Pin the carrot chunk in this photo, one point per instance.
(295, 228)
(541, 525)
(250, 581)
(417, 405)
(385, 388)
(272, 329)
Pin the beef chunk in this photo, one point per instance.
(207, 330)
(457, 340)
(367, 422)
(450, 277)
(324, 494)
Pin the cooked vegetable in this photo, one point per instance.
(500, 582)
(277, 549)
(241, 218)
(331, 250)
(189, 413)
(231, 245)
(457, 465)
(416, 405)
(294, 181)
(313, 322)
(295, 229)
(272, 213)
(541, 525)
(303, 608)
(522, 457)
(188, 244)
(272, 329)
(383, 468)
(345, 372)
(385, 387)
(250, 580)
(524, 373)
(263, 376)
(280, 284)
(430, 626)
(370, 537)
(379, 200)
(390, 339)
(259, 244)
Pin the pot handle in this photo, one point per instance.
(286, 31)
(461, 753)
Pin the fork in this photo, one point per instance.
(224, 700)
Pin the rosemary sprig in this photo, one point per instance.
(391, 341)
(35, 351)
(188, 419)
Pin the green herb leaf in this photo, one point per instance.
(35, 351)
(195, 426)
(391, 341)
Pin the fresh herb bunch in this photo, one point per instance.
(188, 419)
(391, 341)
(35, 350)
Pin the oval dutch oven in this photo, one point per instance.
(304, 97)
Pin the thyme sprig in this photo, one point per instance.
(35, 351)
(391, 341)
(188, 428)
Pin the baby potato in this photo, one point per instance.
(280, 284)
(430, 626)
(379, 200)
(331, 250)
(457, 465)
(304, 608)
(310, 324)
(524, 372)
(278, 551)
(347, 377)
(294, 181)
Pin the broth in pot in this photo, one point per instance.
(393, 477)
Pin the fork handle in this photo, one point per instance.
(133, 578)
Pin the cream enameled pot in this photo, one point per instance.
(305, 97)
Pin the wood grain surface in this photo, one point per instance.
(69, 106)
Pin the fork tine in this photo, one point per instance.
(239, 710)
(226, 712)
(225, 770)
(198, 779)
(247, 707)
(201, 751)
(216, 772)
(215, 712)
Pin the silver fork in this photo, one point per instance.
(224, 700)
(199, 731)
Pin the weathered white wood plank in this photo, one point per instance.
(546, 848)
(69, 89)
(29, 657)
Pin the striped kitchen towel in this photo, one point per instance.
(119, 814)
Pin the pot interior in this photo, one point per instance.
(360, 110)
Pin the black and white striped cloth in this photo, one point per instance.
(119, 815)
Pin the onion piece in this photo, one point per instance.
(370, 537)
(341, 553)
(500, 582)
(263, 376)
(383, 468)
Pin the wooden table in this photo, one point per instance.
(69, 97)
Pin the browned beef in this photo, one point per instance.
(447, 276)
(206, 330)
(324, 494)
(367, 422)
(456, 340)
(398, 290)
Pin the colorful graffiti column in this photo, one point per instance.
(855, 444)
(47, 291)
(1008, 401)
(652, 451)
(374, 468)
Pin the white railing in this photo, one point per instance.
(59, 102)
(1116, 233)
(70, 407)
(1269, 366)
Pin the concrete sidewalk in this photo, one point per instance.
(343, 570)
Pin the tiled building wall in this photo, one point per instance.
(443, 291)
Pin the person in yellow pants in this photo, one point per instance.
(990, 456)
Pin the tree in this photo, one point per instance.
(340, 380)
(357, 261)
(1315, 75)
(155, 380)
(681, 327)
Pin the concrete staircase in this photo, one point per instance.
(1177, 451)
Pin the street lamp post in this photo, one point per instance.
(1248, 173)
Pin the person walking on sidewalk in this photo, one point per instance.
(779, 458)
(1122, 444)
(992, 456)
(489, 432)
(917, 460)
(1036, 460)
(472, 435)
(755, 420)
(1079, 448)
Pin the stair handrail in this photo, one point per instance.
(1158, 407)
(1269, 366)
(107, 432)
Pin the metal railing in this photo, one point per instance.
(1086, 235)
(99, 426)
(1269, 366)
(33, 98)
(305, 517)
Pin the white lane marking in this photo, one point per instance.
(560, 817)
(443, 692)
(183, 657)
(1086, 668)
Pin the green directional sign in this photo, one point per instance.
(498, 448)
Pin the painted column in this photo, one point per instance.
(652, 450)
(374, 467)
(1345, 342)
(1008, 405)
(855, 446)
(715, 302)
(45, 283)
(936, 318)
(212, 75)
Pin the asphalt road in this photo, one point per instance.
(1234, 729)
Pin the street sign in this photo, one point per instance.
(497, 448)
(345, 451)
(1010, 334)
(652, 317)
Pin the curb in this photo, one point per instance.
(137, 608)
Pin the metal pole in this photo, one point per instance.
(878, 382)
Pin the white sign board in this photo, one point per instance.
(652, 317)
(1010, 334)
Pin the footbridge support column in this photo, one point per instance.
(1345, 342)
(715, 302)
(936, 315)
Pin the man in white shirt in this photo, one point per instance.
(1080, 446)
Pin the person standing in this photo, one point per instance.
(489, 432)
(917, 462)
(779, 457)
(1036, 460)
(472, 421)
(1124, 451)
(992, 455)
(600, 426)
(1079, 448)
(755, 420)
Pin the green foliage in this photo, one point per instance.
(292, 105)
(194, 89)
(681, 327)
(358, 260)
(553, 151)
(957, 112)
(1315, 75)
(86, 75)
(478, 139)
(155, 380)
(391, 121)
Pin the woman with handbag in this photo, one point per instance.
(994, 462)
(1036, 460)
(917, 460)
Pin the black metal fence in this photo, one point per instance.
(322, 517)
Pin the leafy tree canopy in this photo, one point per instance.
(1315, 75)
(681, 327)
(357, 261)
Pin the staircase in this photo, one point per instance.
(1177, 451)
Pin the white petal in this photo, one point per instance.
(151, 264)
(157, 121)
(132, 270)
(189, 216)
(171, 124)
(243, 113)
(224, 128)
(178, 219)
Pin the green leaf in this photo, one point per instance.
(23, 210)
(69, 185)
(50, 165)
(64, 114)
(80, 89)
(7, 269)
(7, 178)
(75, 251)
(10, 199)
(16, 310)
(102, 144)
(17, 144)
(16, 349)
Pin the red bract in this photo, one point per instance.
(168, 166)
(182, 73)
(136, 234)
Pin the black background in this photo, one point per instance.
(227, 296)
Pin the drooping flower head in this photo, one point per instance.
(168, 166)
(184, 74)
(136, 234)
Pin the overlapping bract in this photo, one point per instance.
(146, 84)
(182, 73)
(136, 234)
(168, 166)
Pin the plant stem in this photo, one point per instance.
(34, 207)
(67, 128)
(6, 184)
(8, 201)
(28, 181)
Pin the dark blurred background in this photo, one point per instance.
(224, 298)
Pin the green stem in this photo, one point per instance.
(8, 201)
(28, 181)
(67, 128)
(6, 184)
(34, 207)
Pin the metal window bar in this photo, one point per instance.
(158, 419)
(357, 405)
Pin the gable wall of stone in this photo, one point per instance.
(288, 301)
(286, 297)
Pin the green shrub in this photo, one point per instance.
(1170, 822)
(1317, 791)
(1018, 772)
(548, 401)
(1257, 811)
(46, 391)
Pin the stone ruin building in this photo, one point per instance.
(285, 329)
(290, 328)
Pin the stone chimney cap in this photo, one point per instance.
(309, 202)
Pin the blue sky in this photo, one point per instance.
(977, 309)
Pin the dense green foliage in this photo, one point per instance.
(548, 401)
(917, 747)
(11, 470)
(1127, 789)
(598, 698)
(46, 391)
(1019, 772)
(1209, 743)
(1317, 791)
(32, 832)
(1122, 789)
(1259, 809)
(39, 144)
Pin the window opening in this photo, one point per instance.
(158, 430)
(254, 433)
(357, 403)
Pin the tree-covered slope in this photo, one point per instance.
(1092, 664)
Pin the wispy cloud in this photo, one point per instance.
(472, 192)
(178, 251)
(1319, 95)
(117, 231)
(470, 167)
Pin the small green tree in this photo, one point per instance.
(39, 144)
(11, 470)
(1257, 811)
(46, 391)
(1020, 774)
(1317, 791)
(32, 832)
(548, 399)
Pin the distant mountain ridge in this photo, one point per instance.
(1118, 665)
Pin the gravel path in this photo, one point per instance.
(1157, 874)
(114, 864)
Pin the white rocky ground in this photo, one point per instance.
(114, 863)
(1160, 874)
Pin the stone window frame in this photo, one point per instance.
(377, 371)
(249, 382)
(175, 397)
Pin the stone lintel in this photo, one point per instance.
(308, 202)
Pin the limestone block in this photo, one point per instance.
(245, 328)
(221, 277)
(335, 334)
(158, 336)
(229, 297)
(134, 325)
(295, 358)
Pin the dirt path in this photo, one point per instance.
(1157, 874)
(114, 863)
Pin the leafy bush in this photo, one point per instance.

--------------------------------------------------

- **GIVEN INSTRUCTION**: Write out, word for word, the line containing "Pin the white rocky" and every line after it to the end of the data above.

- **RESULT**:
Pin the white rocky ground in this photo, one point per instance.
(114, 863)
(1160, 874)
Pin the stone window frame in this photo, one point per instance.
(377, 371)
(249, 382)
(175, 397)
Pin the stone lintel in this photo, one point per instance.
(308, 202)
Pin the limestone block in this photo, one point per instance.
(245, 328)
(221, 277)
(335, 334)
(158, 336)
(229, 297)
(134, 325)
(295, 358)
Pin the dirt path in this photo, one point per instance.
(1157, 874)
(114, 863)
Pin the leafy bush in this photo, one point per instance.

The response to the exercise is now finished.